Activity list
A) In the passage on phyletic patterns, how many clusters did the most sensitive set of parameters recover?
B) Continue the passage on phyletic patterns in microbial genomes, picking up after its final sentence.

Text segment
◇ ◇ ◇ ◇ ◇ ◇ ◇
A hierarchy of 3,688 phyletic patterns was characterized encompassing more than 5,000 known protein-coding genes from 66 complete microbial genomes. The results indicate that gene loss and displacement has occurred in the evolution of most pathways.
Phyletic patterns denote the presence and absence of orthologous genes in completely sequenced genomes and are used to infer functional links between genes, on the assumption that genes involved in the same pathway or functional system are co-inherited by the same set of genomes. However, this basic premise has not been quantitatively tested, and the limits of applicability of the phyletic-pattern method remain unknown.
We characterized a hierarchy of 3,688 phyletic patterns encompassing more than 5,000 known protein-coding genes from 66 complete microbial genomes, using different distances, clustering algorithms, and measures of cluster quality. The most sensitive set of parameters recovered 223 clusters, each consisting of genes that belong to the same metabolic pathway or functional system. Fifty-six clusters included unexpected genes with plausible functional links to the rest of the cluster. Only a small percentage of known pathways and multiprotein complexes are co-inherited as one cluster; most are split into many clusters, indicating that gene loss and displacement has occurred in the evolution of most pathways.
◇ ◇ ◇ ◇ ◇ ◇ ◇
Supplied information

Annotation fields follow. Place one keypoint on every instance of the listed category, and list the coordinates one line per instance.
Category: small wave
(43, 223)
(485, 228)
◇ ◇ ◇ ◇ ◇ ◇ ◇
Replies
A) 223 clusters.

B)
Phyletic patterns of functionally linked genes are perturbed by differential gains, losses and displacements of orthologous genes in different species, reflecting the high plasticity of microbial genomes. Groups of genes that are co-inherited can, however, be recovered by hierarchical clustering, and may represent elementary functional modules of cellular metabolism. The phyletic patterns approach alone can confidently predict the functional linkages for about 24% of the entire data set.